--- Begin Supplied records ---

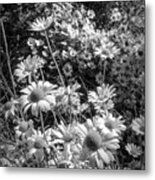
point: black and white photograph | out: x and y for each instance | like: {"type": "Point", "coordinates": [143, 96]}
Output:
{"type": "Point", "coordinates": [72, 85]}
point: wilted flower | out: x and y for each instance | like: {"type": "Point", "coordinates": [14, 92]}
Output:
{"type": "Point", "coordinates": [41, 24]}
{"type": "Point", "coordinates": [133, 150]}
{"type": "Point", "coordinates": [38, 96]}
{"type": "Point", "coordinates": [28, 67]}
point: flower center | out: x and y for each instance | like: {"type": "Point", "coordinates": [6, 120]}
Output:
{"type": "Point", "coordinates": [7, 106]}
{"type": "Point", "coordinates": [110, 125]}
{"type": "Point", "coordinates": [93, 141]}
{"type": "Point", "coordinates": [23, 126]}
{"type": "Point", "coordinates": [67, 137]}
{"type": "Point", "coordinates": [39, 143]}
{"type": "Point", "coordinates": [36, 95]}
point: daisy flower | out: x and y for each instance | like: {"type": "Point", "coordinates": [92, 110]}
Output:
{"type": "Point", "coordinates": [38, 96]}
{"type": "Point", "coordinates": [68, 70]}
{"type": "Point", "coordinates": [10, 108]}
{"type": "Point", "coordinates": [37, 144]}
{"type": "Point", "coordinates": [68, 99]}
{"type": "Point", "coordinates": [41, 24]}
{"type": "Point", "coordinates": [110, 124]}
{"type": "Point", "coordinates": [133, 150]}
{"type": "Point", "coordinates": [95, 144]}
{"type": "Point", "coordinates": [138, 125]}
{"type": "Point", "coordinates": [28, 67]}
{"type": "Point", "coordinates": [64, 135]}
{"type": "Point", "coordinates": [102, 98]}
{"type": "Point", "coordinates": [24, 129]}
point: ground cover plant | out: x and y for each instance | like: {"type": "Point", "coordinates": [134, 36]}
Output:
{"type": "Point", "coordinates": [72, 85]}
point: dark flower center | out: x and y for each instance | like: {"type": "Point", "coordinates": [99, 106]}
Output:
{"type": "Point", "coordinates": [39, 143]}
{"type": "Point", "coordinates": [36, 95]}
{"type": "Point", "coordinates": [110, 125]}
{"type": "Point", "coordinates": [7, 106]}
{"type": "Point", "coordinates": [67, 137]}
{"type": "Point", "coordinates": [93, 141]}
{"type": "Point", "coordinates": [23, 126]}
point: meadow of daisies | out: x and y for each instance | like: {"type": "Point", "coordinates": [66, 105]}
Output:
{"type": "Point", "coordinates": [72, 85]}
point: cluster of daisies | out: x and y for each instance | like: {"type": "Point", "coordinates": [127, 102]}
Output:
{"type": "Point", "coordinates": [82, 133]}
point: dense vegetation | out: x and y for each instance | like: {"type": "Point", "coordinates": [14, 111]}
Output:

--- End Supplied records ---

What to work on - Reproduce verbatim the lines from the one containing "point: cluster of" through the last line of the items, including both ends.

Worked answer -
point: cluster of daisies | out: x and y for each instance | like: {"type": "Point", "coordinates": [127, 102]}
Output:
{"type": "Point", "coordinates": [82, 133]}
point: dense vegetation | out: x and y for each instance | like: {"type": "Point", "coordinates": [14, 111]}
Output:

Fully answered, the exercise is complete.